AIM:
Please recast every line of the listing below as a numbered list, leaving out any blank lines.

# # # #

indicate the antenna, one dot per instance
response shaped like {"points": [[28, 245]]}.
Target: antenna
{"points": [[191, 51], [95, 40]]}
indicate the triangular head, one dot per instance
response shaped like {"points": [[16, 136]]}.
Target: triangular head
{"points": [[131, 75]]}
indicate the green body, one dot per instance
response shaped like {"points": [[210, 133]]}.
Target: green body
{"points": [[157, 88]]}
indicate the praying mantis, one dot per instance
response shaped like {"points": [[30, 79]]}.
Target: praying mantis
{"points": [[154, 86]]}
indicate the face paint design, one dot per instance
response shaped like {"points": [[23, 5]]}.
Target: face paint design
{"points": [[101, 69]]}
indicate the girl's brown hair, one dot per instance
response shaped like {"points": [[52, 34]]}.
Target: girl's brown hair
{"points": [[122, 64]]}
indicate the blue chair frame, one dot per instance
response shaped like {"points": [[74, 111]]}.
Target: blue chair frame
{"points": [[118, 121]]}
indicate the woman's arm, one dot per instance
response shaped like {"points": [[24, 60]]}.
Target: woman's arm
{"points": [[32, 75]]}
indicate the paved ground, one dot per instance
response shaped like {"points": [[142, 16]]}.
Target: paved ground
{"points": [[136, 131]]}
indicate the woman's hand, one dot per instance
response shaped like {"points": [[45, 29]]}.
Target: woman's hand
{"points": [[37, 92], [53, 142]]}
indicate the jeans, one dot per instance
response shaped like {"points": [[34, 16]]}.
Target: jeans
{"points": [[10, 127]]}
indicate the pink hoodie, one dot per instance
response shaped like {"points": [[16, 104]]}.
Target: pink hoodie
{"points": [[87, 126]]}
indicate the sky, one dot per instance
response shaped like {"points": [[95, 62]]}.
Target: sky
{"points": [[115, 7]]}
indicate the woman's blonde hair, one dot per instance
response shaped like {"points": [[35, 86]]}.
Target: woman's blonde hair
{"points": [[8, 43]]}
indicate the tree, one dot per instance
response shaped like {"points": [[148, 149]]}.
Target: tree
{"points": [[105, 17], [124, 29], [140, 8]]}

# # # #

SOLUTION TO THE PROBLEM:
1. indicate the antenna, one dot per instance
2. response shaped like {"points": [[28, 245]]}.
3. Target: antenna
4. {"points": [[191, 51], [95, 40]]}
5. indicate the triangular head, one dot per instance
6. response shaped like {"points": [[16, 136]]}.
7. Target: triangular head
8. {"points": [[131, 75]]}
9. indicate the green body, one dot per instance
10. response shaped like {"points": [[210, 133]]}.
11. Target: green body
12. {"points": [[157, 88]]}
13. indicate the praying mantis, one dot per instance
14. response shaped like {"points": [[30, 79]]}.
15. Target: praying mantis
16. {"points": [[154, 86]]}
17. indicate the face paint design, one dot per instance
18. response shaped like {"points": [[23, 5]]}.
19. Target: face paint design
20. {"points": [[101, 69]]}
21. indicate the girl's brown hair, one dot per instance
22. response shaped like {"points": [[52, 34]]}.
23. Target: girl's brown hair
24. {"points": [[122, 64]]}
25. indicate the blue chair frame, one dot per instance
26. response shaped like {"points": [[74, 111]]}.
27. Target: blue chair frame
28. {"points": [[118, 121]]}
29. indicate the woman's arm, one dot per instance
30. response shaped like {"points": [[24, 60]]}.
31. Target: woman's arm
32. {"points": [[32, 75]]}
33. indicate the paved ground, one dot per instance
34. response shaped like {"points": [[142, 16]]}.
35. Target: paved ground
36. {"points": [[136, 131]]}
37. indicate the woman's hand, one dot per instance
38. response shaped like {"points": [[45, 29]]}.
39. Target: woman's hand
40. {"points": [[37, 92], [53, 142]]}
41. indicate the jeans, one dot per instance
42. response shaped like {"points": [[34, 16]]}.
43. Target: jeans
44. {"points": [[10, 127]]}
45. indicate the pink hoodie, one dot per instance
46. response shaped like {"points": [[16, 104]]}.
47. Target: pink hoodie
48. {"points": [[87, 126]]}
49. indicate the sky, one dot per instance
50. response shaped like {"points": [[95, 62]]}.
51. Target: sky
52. {"points": [[115, 7]]}
53. indicate the woman's blonde hair, one dot per instance
54. response shaped like {"points": [[35, 86]]}.
55. Target: woman's blonde hair
56. {"points": [[8, 43]]}
57. indicate the tree, one dot per instance
58. response shaped like {"points": [[148, 149]]}.
59. Target: tree
60. {"points": [[105, 17], [124, 29], [140, 8]]}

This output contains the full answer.